Repeat the listing in full, exactly as it stands.
• • •
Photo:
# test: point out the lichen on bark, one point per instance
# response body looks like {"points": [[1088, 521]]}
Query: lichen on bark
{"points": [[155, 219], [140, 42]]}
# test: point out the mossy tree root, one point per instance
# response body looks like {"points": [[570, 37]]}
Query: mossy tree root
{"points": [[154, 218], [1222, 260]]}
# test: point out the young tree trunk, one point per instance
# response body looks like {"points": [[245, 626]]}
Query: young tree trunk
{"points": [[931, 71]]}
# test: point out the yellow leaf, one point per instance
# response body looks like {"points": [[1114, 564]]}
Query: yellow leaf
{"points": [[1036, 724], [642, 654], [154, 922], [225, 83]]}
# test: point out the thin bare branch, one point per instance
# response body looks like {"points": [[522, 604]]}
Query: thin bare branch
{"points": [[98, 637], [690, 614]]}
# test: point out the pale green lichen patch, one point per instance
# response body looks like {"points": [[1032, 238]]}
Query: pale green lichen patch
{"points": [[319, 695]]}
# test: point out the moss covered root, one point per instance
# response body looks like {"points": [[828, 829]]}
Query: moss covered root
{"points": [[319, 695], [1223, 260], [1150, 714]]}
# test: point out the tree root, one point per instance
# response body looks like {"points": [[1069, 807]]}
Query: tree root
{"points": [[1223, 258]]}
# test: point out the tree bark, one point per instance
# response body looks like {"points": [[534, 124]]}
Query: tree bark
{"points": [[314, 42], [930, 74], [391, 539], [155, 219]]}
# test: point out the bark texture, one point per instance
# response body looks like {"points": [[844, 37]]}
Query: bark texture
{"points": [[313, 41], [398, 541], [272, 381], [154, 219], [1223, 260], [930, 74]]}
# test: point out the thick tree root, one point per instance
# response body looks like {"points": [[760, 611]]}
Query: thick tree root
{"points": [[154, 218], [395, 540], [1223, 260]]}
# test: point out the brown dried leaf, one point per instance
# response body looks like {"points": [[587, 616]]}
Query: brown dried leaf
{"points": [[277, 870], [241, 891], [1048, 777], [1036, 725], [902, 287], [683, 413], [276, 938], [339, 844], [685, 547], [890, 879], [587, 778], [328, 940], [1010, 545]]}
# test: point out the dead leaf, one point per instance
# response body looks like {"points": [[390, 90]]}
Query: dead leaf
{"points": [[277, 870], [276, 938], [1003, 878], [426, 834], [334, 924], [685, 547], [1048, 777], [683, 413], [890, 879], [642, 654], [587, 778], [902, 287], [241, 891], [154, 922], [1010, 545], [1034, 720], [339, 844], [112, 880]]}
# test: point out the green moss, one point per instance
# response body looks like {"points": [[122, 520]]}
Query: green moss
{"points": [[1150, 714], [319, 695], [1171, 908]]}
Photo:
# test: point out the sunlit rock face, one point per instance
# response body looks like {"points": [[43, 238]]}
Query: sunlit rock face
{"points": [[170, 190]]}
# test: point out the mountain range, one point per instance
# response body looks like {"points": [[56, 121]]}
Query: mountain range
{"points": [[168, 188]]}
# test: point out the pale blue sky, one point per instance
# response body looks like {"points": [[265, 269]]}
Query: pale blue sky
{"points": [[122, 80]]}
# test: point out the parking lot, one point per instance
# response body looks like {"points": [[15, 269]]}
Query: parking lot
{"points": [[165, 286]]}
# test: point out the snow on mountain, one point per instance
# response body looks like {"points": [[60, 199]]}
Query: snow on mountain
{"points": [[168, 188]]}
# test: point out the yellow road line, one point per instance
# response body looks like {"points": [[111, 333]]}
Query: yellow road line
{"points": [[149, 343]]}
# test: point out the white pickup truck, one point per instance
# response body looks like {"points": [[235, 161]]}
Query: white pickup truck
• • •
__Response box__.
Photo:
# test: point out the lichen on bark, one point per instance
# response body looks like {"points": [[1088, 521]]}
Query: lichen on bark
{"points": [[155, 219], [140, 42]]}
# test: point out the mossy tree root, one point per instance
# response body looks like {"points": [[570, 37]]}
Query: mossy tree root
{"points": [[154, 218], [1222, 260]]}
# test: point out the young tree trunk, one point per instance
# response body looks like {"points": [[245, 626]]}
Query: young tree trunk
{"points": [[931, 71]]}
# test: point out the yellow leaf, one point per instance
# response body looks like {"points": [[1114, 564]]}
Query: yellow leaf
{"points": [[1036, 724], [642, 654], [154, 922], [225, 83]]}
# test: point out the thin bare branch, one point per instance
# response body looks like {"points": [[522, 604]]}
Query: thin bare branch
{"points": [[98, 637], [690, 614]]}
# test: point out the pale green lichen patch, one point per instance
# response body looks like {"points": [[1032, 238]]}
Query: pale green lichen patch
{"points": [[319, 695]]}
# test: point out the moss covered root, one point per instance
# response body looks like {"points": [[828, 829]]}
Query: moss covered root
{"points": [[319, 695], [1223, 260], [1150, 714]]}
# test: point out the tree root, one point per instance
# response body looks like {"points": [[1069, 807]]}
Query: tree root
{"points": [[1223, 258]]}
# test: point out the tree bark, one point per instance
# response body looks like {"points": [[534, 124]]}
Query: tree bark
{"points": [[314, 42], [930, 74], [391, 539], [155, 219]]}
# test: point out the bark texture, one point per instance
# response body looks like {"points": [[844, 37]]}
Query: bark texture
{"points": [[313, 41], [398, 541], [272, 381], [154, 219], [1223, 260], [930, 74]]}
# test: point out the thick tree root, one point per instance
# response body looks like {"points": [[760, 611]]}
Query: thick tree root
{"points": [[154, 218], [395, 540], [1223, 260]]}
# test: point out the brown dried leaf, one point per instance
# response body looks like {"points": [[587, 616]]}
Query: brown dried leaf
{"points": [[277, 870], [241, 891], [1048, 777], [1036, 725], [902, 287], [683, 413], [276, 938], [339, 844], [685, 547], [890, 879], [587, 778], [328, 940], [1010, 545]]}
# test: point out the dead leaf, one point per instance
# response body looks like {"points": [[390, 90]]}
Query: dead leaf
{"points": [[277, 870], [276, 938], [1003, 878], [426, 834], [334, 924], [685, 547], [1048, 777], [683, 413], [890, 879], [642, 654], [587, 778], [902, 287], [241, 891], [154, 922], [1010, 545], [1034, 720], [339, 844], [112, 880]]}
# test: point out the green moss, one point per instance
# response body looks like {"points": [[122, 520]]}
Query: green moss
{"points": [[1150, 714], [319, 695], [1171, 908]]}
Photo:
# test: point out the sunlit rock face, one point per instance
# response body looks like {"points": [[43, 238]]}
Query: sunlit rock face
{"points": [[170, 190]]}
# test: point out the mountain range, one point per instance
# response body looks like {"points": [[56, 121]]}
Query: mountain range
{"points": [[168, 188]]}
# test: point out the pale blue sky, one point per instance
# response body looks like {"points": [[265, 269]]}
Query: pale blue sky
{"points": [[122, 80]]}
# test: point out the parking lot, one point per instance
# response body looks like {"points": [[15, 269]]}
Query: parking lot
{"points": [[165, 286]]}
# test: point out the snow on mountain, one point per instance
# response body looks like {"points": [[60, 199]]}
Query: snow on mountain
{"points": [[168, 188]]}
# test: point out the yellow road line, one point per instance
# response body looks like {"points": [[111, 333]]}
Query: yellow road line
{"points": [[149, 343]]}
# test: point out the white pickup truck, one point per instance
# response body looks like {"points": [[235, 161]]}
Query: white pickup truck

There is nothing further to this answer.